Wednesday, 31 October 2012

Greece Announces Massive Budget Cuts

Greece will cut 1.7 billion euro from state salaries and 2.8 billion euro from pensions as part of a total public spending curtailment of 10.8 billion euro next year.

The two cuts are among the most controversial included in a final draft of next year’s budget, released today by the Greek finance ministry, because they contradict a declaration issued by the coalition shortly after it was elected in June to try not to touch incomes. “The fiscal target can be achieved without further cutting salaries and pensions… but by reining in waste and targeting corruption,” the text read.

Greece today also submitted a plan of how it would extend its period of fiscal adjustment by two years to 2016. The debt-ridden country is obliged under its current loan agreements to balance its budget by 2014. Greece’s finance minister, Yannis Stournaras, has said that the country’s debtors have agreed to extend that to 2016. The assertion was denied by his German counterpart.

If it were approved, the so called Mid-Term Fiscal Strategy would see Greece register a final budget deficit of 1.8 billion euro in 2016 (see table at the end of this article). Its deficit this year is expected to be about seven billion euro. If the extension were not approved, Stournaras has said, the two-year austerity programme would have to be closer to 18bn euro.

But such arguments are unlikely to carry a lot of weight with the political opposition. The radical left Syriza party has been arguing that Greece’s bailout, sponsored by the European Commission, European Central Bank and the International Monetary Fund will ultimately fail because it produces recession.

# Tasks
1. According to the article on Greece's budget cuts, which institutions sponsor Greece's bailout? Name all of them.
2. In the article on Greece's budget cuts, by what year must Greece balance its budget under its current loan agreements?
3. Set down the passage from the article on Greece's budget cuts, starting with "Greece will cut" and going on through "euro next year.".
None of the entries are needed.

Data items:
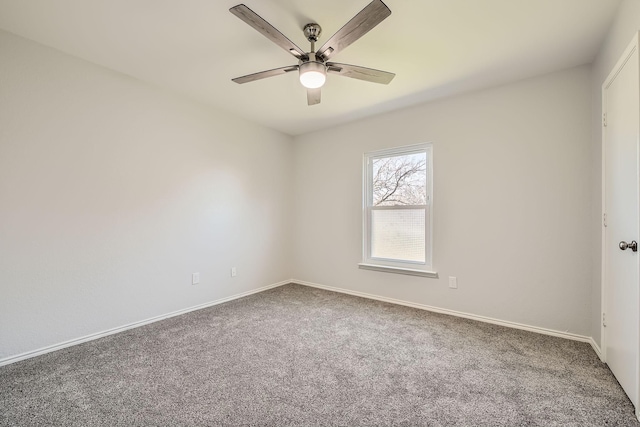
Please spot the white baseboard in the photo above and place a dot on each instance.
(91, 337)
(597, 349)
(508, 324)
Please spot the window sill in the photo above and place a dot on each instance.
(399, 270)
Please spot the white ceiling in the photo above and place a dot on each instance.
(435, 47)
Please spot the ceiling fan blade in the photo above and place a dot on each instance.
(313, 96)
(267, 30)
(264, 74)
(360, 73)
(362, 23)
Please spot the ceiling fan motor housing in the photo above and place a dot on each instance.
(312, 32)
(313, 72)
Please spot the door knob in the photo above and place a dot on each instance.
(633, 245)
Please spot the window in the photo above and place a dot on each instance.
(397, 210)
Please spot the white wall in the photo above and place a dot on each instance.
(112, 192)
(626, 24)
(512, 202)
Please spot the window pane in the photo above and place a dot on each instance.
(398, 234)
(400, 180)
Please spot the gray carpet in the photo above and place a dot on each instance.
(301, 356)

# Written responses
1. European Commission, European Central Bank, International Monetary Fund

2. 2014

3.
Greece will cut 1.7 billion euro from state salaries and 2.8 billion euro from pensions as part of a total public spending curtailment of 10.8 billion euro next year.